Direction |
Write the line that includes "Ground bridal bouquet." and all subsequent lines, exactly as written, and nothing more.

..............................

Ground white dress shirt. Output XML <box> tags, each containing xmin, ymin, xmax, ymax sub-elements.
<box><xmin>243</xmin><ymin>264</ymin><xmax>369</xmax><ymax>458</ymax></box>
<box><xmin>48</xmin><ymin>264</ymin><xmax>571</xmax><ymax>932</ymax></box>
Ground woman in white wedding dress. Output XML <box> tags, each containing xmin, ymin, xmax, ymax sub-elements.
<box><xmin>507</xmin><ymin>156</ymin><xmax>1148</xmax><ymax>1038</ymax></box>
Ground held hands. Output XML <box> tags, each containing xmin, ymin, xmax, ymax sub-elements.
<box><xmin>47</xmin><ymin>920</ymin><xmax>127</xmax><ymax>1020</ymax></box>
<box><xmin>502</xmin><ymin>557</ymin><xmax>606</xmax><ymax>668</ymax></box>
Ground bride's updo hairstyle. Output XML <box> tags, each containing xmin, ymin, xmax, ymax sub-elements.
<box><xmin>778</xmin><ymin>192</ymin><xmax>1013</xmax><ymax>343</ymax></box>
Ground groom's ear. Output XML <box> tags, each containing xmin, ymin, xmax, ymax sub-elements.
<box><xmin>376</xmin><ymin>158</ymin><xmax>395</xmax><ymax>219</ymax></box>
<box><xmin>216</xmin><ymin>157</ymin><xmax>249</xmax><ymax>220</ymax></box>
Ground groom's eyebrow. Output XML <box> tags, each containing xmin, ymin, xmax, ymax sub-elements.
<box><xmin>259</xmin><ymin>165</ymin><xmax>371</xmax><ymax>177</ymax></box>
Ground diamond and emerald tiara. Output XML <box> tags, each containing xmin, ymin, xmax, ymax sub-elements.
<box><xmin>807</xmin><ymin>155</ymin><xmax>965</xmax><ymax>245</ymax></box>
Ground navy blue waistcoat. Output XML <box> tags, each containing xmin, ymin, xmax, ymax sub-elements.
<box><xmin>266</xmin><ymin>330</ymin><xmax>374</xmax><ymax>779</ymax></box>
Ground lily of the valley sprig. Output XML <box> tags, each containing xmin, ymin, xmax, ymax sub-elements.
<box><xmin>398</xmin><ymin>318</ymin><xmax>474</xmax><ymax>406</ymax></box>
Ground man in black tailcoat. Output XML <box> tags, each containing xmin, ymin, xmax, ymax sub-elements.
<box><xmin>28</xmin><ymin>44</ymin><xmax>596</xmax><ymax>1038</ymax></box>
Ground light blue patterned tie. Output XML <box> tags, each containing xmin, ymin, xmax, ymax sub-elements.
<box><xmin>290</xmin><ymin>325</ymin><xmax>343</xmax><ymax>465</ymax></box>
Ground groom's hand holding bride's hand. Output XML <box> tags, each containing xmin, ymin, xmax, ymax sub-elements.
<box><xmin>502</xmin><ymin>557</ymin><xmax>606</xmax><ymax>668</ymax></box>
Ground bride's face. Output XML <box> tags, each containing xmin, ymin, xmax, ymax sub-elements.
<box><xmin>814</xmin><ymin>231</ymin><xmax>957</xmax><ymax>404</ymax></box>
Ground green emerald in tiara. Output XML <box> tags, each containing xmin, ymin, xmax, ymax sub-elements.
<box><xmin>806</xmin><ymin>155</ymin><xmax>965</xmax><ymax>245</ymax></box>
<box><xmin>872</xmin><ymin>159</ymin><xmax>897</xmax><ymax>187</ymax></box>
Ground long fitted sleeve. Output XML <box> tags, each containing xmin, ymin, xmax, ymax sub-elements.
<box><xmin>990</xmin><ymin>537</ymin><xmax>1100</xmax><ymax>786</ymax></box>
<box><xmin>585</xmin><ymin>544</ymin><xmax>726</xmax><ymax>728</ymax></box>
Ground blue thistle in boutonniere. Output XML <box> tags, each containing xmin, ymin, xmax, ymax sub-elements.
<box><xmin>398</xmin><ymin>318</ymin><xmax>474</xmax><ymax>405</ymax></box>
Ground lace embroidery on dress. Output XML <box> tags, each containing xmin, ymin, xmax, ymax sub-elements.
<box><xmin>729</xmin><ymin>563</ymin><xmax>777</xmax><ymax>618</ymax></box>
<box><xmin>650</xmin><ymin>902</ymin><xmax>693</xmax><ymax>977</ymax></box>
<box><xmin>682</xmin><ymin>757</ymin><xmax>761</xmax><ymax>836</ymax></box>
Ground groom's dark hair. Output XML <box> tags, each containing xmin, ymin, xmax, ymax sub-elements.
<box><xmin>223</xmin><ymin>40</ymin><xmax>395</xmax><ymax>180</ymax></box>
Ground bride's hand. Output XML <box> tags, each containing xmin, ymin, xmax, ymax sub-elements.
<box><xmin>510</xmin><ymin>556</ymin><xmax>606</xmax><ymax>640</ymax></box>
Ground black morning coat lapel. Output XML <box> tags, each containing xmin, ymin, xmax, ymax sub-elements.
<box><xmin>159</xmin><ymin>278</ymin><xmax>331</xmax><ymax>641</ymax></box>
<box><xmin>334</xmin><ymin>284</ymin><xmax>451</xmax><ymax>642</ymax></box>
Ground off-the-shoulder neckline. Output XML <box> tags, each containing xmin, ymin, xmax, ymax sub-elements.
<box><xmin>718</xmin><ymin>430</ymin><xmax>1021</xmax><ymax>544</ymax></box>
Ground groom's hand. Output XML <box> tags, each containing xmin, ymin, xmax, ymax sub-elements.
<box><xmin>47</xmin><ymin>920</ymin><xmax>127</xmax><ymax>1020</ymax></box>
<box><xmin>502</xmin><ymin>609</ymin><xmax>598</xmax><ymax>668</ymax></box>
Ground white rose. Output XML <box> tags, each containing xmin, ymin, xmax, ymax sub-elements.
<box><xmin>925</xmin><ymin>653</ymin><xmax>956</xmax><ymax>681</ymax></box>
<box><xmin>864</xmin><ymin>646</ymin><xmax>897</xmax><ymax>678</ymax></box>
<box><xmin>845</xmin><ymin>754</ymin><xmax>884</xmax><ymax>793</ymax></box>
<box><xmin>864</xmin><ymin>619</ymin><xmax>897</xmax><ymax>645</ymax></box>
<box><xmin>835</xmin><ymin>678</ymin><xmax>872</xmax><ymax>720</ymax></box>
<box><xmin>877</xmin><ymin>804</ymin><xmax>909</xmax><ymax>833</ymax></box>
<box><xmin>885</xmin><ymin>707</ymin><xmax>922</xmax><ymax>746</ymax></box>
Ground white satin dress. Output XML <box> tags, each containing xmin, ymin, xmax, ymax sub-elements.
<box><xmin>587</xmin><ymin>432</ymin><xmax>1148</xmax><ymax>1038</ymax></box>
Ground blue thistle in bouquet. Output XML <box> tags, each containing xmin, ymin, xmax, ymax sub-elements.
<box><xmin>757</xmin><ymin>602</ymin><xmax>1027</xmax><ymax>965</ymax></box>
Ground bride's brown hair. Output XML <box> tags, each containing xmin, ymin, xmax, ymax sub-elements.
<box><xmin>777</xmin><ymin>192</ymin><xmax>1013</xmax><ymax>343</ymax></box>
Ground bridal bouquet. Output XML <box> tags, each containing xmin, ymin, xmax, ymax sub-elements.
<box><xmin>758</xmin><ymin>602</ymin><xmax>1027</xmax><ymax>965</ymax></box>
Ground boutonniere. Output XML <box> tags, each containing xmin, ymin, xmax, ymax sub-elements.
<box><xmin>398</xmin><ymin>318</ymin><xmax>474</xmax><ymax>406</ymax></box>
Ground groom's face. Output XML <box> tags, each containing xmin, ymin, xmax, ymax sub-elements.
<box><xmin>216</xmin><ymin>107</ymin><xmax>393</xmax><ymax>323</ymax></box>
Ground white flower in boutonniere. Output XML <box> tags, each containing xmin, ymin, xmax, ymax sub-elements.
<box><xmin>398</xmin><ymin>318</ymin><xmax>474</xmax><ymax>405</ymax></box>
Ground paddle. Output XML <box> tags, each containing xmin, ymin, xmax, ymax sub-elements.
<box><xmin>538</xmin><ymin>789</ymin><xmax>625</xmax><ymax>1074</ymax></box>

..............................

Solution |
Ground bridal bouquet. Output XML <box> tags, each containing xmin, ymin, xmax, ymax sub-elements.
<box><xmin>758</xmin><ymin>602</ymin><xmax>1027</xmax><ymax>965</ymax></box>
Ground boutonniere. Output XML <box> tags, each containing xmin, ymin, xmax, ymax sub-elements.
<box><xmin>398</xmin><ymin>318</ymin><xmax>474</xmax><ymax>406</ymax></box>
Ground groom's face. Output XML <box> tags, each containing xmin, ymin, xmax, ymax sub-elements.
<box><xmin>216</xmin><ymin>107</ymin><xmax>393</xmax><ymax>323</ymax></box>
Ground white flower in boutonniere. Output XML <box> tags, each containing xmin, ymin, xmax, ymax sub-elements.
<box><xmin>398</xmin><ymin>318</ymin><xmax>474</xmax><ymax>405</ymax></box>
Ground paddle. Output XML <box> tags, each containing xmin, ymin, xmax, ymax sub-elements.
<box><xmin>538</xmin><ymin>789</ymin><xmax>625</xmax><ymax>1074</ymax></box>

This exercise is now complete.